**TASK INSTRUCTIONS:** Your answer should consist of all lines in the listing that hold the word "window".
INPUT RECORDS START
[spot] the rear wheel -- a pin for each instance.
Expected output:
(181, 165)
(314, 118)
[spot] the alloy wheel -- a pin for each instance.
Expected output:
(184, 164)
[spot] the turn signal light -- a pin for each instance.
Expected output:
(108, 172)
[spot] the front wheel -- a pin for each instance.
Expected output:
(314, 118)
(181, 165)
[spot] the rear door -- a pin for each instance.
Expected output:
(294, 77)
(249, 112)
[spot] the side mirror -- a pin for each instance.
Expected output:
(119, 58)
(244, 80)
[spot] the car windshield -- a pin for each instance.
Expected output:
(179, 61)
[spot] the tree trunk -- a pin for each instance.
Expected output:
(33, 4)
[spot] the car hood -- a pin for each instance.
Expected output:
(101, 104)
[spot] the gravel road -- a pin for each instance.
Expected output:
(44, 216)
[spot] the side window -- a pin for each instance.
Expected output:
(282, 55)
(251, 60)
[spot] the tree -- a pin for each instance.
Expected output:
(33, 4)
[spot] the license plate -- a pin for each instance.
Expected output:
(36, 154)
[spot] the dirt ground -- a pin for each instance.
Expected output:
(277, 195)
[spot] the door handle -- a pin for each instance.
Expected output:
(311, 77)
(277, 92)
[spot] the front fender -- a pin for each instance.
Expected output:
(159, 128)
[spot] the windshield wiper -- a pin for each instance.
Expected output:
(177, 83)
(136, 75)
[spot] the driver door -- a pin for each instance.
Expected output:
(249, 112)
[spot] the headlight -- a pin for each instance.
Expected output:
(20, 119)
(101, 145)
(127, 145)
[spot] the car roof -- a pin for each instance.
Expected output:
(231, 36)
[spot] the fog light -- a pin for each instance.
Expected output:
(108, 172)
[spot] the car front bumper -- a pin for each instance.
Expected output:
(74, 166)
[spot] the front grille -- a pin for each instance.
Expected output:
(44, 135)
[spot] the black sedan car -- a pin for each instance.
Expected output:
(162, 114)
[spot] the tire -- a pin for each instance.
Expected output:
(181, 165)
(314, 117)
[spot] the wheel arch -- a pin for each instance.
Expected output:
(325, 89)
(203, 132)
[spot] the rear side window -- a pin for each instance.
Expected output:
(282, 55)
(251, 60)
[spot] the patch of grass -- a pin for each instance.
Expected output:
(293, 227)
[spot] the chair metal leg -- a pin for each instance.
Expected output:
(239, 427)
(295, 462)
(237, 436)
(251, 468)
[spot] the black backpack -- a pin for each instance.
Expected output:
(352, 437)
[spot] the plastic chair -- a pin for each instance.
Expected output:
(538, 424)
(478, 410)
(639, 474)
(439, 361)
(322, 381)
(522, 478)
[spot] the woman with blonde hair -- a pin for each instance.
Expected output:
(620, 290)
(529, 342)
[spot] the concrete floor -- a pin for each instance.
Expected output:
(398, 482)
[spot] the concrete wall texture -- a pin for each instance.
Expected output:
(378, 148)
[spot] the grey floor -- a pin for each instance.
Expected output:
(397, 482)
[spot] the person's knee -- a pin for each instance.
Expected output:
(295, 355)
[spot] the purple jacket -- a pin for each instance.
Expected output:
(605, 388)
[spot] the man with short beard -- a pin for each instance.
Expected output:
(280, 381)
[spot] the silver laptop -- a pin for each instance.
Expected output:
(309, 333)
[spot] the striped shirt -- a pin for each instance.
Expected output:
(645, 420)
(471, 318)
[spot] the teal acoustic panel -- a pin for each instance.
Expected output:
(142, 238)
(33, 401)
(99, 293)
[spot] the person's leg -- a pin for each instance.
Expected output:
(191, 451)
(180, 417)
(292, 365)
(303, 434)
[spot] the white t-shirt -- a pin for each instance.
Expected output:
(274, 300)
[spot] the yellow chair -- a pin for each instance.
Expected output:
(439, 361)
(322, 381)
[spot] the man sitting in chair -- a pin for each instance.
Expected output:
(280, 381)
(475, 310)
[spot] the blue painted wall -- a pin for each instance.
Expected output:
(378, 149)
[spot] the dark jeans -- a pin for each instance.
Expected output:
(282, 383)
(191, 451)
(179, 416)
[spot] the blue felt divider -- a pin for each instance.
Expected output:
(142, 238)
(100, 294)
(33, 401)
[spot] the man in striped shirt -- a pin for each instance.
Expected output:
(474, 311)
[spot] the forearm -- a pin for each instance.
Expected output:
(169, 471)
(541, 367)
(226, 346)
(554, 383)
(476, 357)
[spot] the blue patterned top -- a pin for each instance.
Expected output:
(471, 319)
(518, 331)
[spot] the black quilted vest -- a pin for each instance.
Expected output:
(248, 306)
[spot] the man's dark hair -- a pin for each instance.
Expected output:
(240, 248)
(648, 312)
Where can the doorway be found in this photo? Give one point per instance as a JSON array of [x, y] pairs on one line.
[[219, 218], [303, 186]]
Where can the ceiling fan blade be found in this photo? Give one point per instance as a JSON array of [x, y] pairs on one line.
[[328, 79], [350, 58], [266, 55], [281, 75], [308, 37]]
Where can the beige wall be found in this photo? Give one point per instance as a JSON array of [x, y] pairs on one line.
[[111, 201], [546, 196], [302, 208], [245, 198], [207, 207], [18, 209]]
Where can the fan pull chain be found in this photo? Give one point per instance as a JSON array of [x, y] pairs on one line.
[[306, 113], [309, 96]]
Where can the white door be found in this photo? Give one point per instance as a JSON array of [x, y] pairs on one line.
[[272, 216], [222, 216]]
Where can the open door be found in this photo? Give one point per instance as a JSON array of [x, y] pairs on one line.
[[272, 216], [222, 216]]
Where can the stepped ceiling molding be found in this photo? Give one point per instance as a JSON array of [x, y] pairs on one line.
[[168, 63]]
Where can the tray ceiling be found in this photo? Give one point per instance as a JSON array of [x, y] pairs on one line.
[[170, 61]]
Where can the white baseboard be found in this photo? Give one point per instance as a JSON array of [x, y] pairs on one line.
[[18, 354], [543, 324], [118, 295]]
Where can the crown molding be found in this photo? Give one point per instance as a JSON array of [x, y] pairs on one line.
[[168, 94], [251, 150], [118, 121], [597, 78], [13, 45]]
INPUT RECORDS END
**PROBLEM SOLUTION:**
[spot] the side window -- a pin for each instance.
[spot] the rear side window -- a pin for each instance.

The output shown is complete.